INSTRUCTIONS TO FOLLOW →
Switch "cream knit sweater" to "ivory knit sweater" in the data from the line containing "Using the image above, draw a bounding box around the cream" through the line containing "[235,95,249,101]", and reproduce only those lines with everything else unchanged.

-----

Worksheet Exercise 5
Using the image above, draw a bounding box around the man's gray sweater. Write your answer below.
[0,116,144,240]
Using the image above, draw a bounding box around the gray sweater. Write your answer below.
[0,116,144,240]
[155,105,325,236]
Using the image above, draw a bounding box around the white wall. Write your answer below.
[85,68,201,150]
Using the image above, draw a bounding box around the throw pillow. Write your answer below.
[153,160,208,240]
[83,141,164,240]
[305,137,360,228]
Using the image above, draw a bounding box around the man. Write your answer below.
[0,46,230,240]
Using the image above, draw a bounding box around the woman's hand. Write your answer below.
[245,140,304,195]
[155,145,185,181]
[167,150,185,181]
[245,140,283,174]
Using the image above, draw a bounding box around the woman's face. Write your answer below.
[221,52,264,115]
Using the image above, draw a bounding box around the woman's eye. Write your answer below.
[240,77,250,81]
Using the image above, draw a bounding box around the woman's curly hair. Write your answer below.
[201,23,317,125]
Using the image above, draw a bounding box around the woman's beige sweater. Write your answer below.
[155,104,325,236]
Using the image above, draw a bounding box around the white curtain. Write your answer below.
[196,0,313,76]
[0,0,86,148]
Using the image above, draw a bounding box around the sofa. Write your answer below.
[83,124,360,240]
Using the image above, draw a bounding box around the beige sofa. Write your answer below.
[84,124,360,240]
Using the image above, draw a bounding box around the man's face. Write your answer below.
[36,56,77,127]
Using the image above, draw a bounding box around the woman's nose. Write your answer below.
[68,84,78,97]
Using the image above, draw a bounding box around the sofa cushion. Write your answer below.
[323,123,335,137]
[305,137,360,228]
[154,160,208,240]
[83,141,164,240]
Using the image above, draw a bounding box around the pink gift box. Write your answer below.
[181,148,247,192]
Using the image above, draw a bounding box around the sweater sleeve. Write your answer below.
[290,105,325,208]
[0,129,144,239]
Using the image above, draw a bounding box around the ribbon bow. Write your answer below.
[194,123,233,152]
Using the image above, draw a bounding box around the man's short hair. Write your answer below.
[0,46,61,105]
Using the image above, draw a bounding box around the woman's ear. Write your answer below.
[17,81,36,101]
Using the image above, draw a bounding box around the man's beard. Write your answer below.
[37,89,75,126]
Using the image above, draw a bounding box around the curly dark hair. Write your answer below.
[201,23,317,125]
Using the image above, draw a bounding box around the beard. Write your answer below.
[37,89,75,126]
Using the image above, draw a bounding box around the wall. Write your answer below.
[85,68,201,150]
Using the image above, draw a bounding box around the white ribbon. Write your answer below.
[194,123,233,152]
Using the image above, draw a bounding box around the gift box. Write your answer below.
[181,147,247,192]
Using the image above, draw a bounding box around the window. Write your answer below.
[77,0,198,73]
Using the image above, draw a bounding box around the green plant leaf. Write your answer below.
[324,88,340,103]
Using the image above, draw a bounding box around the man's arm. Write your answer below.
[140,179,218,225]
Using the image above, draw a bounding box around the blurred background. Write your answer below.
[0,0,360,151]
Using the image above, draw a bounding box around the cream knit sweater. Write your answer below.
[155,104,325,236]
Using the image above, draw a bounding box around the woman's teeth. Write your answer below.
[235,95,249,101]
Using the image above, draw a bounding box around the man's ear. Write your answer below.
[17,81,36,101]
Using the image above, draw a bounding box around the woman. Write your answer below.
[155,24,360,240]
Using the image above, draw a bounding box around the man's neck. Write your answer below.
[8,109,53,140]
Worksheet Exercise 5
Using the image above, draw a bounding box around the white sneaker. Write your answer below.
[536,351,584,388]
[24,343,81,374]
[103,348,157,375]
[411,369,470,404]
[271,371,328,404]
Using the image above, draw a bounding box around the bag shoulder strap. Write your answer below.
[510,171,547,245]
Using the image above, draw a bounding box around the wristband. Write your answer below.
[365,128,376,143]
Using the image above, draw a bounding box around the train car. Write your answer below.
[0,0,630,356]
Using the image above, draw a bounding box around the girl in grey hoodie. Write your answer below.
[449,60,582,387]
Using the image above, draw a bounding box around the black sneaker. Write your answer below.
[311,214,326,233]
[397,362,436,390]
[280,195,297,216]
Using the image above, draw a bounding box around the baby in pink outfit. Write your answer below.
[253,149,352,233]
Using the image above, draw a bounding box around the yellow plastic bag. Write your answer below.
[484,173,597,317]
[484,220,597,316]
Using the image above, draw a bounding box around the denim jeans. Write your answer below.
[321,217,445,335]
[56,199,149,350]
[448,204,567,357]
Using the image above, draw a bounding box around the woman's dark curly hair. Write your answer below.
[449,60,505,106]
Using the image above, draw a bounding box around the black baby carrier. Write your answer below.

-----

THE COMPLETED TASK →
Using the image above, draw a bounding box around the ivory knit sweater. Write your answer below.
[155,104,325,236]
Using the image above, draw a bounding box around the woman's teeth. Write your answer below.
[235,95,249,101]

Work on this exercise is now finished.